▶ [Your task]: The records below should be set down in full, please, without any change.
[[ Data for this task open ]]
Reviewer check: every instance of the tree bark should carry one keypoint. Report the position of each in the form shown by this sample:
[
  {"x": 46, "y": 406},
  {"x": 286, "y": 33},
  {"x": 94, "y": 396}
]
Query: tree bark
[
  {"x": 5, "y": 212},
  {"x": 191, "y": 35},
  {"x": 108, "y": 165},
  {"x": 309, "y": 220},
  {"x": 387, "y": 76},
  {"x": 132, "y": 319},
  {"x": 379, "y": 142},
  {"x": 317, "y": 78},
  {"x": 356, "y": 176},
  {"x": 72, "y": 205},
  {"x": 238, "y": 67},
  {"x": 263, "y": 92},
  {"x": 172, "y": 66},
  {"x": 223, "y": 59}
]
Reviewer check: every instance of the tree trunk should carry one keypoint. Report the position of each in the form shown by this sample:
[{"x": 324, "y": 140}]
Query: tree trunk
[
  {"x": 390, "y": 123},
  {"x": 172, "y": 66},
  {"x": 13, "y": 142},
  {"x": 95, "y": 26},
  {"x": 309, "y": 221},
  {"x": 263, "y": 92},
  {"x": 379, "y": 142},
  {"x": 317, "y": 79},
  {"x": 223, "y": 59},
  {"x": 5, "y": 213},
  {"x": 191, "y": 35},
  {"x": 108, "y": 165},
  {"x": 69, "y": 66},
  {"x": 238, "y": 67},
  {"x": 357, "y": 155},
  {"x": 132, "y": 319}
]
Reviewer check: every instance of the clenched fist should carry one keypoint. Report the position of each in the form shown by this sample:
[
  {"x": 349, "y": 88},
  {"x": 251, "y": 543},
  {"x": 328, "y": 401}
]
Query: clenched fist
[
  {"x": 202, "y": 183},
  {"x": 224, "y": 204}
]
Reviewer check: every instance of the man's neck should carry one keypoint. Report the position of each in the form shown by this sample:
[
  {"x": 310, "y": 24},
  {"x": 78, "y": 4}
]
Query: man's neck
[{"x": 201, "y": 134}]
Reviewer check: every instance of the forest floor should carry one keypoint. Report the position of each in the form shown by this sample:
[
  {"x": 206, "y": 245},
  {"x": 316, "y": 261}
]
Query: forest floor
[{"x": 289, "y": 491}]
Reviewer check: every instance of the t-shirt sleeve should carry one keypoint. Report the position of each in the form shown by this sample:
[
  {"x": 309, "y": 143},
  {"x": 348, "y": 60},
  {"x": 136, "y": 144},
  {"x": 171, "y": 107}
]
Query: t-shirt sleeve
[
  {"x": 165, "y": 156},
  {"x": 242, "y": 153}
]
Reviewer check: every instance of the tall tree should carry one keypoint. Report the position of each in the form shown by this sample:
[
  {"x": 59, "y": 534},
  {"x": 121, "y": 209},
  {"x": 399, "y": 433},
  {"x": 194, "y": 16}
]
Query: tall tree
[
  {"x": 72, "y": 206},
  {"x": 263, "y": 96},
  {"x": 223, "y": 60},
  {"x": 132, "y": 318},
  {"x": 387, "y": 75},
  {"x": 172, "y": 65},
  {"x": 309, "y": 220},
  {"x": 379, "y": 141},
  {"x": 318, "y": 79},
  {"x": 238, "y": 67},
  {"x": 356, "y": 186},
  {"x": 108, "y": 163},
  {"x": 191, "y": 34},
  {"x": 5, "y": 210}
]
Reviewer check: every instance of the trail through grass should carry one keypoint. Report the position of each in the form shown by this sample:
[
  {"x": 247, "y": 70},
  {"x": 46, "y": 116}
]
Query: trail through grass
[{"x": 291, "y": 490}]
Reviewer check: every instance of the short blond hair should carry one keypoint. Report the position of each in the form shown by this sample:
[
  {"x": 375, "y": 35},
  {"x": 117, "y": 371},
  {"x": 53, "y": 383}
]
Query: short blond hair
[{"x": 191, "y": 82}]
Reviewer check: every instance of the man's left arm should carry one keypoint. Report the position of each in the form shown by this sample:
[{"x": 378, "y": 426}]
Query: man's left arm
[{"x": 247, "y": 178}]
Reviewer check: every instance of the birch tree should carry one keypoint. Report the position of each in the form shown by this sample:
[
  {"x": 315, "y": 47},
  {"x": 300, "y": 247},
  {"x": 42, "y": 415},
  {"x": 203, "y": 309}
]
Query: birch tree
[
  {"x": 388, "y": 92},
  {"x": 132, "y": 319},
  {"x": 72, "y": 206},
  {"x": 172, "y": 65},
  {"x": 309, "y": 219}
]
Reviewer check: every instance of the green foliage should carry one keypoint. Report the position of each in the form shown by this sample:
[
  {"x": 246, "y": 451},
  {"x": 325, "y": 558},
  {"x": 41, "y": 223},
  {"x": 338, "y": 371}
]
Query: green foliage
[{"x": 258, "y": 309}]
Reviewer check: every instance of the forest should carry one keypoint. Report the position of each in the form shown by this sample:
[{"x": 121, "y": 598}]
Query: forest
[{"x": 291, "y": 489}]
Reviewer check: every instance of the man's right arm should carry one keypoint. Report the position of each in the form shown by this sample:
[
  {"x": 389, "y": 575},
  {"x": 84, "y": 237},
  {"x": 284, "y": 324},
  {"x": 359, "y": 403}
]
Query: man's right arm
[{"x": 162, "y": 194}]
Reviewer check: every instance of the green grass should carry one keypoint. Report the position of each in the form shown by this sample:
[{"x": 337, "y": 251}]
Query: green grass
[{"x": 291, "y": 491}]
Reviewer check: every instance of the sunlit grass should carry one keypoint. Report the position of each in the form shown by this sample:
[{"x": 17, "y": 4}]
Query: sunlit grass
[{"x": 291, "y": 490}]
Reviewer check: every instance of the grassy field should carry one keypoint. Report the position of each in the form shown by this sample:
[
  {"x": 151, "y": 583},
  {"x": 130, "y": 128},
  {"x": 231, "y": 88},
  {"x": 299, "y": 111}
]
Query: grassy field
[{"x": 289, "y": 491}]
[[ Data for this task closed ]]
▶ [Response to the task]:
Reviewer check: every instance of the tree bark should carry one keypoint. Report the position of each in the form shown by this sample:
[
  {"x": 46, "y": 406},
  {"x": 286, "y": 33},
  {"x": 94, "y": 396}
]
Query: tree bark
[
  {"x": 5, "y": 212},
  {"x": 191, "y": 35},
  {"x": 108, "y": 165},
  {"x": 309, "y": 220},
  {"x": 387, "y": 76},
  {"x": 132, "y": 319},
  {"x": 379, "y": 142},
  {"x": 317, "y": 78},
  {"x": 356, "y": 176},
  {"x": 72, "y": 205},
  {"x": 238, "y": 67},
  {"x": 263, "y": 92},
  {"x": 172, "y": 66},
  {"x": 223, "y": 59}
]
Reviewer check: every instance of the tree trunk should carry one keypoint. Report the position of each in the form shown by this sample:
[{"x": 324, "y": 140}]
Query: tree trunk
[
  {"x": 390, "y": 123},
  {"x": 172, "y": 66},
  {"x": 13, "y": 142},
  {"x": 95, "y": 26},
  {"x": 309, "y": 221},
  {"x": 263, "y": 92},
  {"x": 379, "y": 142},
  {"x": 317, "y": 79},
  {"x": 223, "y": 59},
  {"x": 5, "y": 213},
  {"x": 191, "y": 35},
  {"x": 108, "y": 165},
  {"x": 69, "y": 66},
  {"x": 238, "y": 67},
  {"x": 357, "y": 155},
  {"x": 132, "y": 319}
]
Reviewer check: every instance of the clenched fist should carry one keypoint. Report the position of each in the form shown by this sample:
[
  {"x": 349, "y": 88},
  {"x": 251, "y": 543},
  {"x": 328, "y": 401}
]
Query: clenched fist
[
  {"x": 202, "y": 183},
  {"x": 224, "y": 204}
]
Reviewer check: every instance of the man's neck should carry one keypoint. Report the position of each in the form shown by this sample:
[
  {"x": 310, "y": 24},
  {"x": 78, "y": 4}
]
Query: man's neck
[{"x": 201, "y": 134}]
Reviewer check: every instance of the forest floor should carry one keypoint. Report the position of each in the form shown by this sample:
[
  {"x": 206, "y": 245},
  {"x": 316, "y": 261}
]
Query: forest floor
[{"x": 289, "y": 491}]
Reviewer check: every instance of the t-shirt sleeve should carry one keypoint. Report the position of each in the form shown by this sample:
[
  {"x": 309, "y": 143},
  {"x": 348, "y": 60},
  {"x": 136, "y": 144},
  {"x": 171, "y": 107}
]
Query: t-shirt sleeve
[
  {"x": 165, "y": 156},
  {"x": 242, "y": 153}
]
Reviewer check: every instance of the tall tree should carry one keypoint. Report the position of each in the form shown by this sample:
[
  {"x": 59, "y": 534},
  {"x": 121, "y": 209},
  {"x": 399, "y": 433},
  {"x": 194, "y": 16}
]
Query: tall tree
[
  {"x": 72, "y": 206},
  {"x": 263, "y": 96},
  {"x": 223, "y": 60},
  {"x": 132, "y": 318},
  {"x": 387, "y": 75},
  {"x": 172, "y": 65},
  {"x": 309, "y": 220},
  {"x": 379, "y": 141},
  {"x": 318, "y": 79},
  {"x": 238, "y": 67},
  {"x": 356, "y": 186},
  {"x": 108, "y": 163},
  {"x": 191, "y": 34},
  {"x": 5, "y": 210}
]
Reviewer check: every instance of the trail through grass should carry one keypoint. Report the position of each in the form shown by this sample:
[
  {"x": 247, "y": 70},
  {"x": 46, "y": 116}
]
Query: trail through grass
[{"x": 291, "y": 490}]
Reviewer check: every instance of the short blond hair should carry one keypoint. Report the position of each in the form shown by this sample:
[
  {"x": 375, "y": 35},
  {"x": 117, "y": 371},
  {"x": 53, "y": 383}
]
Query: short blond hair
[{"x": 191, "y": 82}]
Reviewer check: every instance of the man's left arm should carry one keypoint. Report the position of each in the form shown by this sample:
[{"x": 378, "y": 426}]
Query: man's left arm
[{"x": 247, "y": 178}]
Reviewer check: every instance of the birch tree should carry one keypoint. Report the position of each in the form shown by this sample:
[
  {"x": 315, "y": 47},
  {"x": 300, "y": 247},
  {"x": 42, "y": 415},
  {"x": 203, "y": 309}
]
Query: birch tree
[
  {"x": 388, "y": 92},
  {"x": 132, "y": 319},
  {"x": 72, "y": 206},
  {"x": 172, "y": 65},
  {"x": 309, "y": 219}
]
Reviewer check: every instance of the green foliage should carry one keypoint. Report the position of each in the form shown by this sample:
[
  {"x": 246, "y": 451},
  {"x": 325, "y": 558},
  {"x": 41, "y": 223},
  {"x": 338, "y": 371}
]
Query: green foliage
[{"x": 258, "y": 309}]
Reviewer check: every instance of the forest should carry one keypoint. Report the position of each in the form shown by this sample:
[{"x": 121, "y": 598}]
Query: forest
[{"x": 291, "y": 489}]
Reviewer check: every instance of the man's right arm should carry one keypoint. Report the position of each in the form shown by this sample:
[
  {"x": 389, "y": 575},
  {"x": 84, "y": 237},
  {"x": 284, "y": 324},
  {"x": 359, "y": 403}
]
Query: man's right arm
[{"x": 162, "y": 194}]
Reviewer check: every instance of the green grass should carry one keypoint. Report the position of each in the form shown by this sample:
[{"x": 337, "y": 251}]
Query: green grass
[{"x": 291, "y": 491}]
Reviewer check: every instance of the sunlit grass should carry one keypoint. Report the position of each in the form shown by this sample:
[{"x": 17, "y": 4}]
Query: sunlit grass
[{"x": 291, "y": 490}]
Reviewer check: every instance of the grassy field should carry one keypoint. Report the position of each in the form shown by this sample:
[
  {"x": 151, "y": 583},
  {"x": 130, "y": 128},
  {"x": 231, "y": 88},
  {"x": 299, "y": 111}
]
Query: grassy field
[{"x": 289, "y": 491}]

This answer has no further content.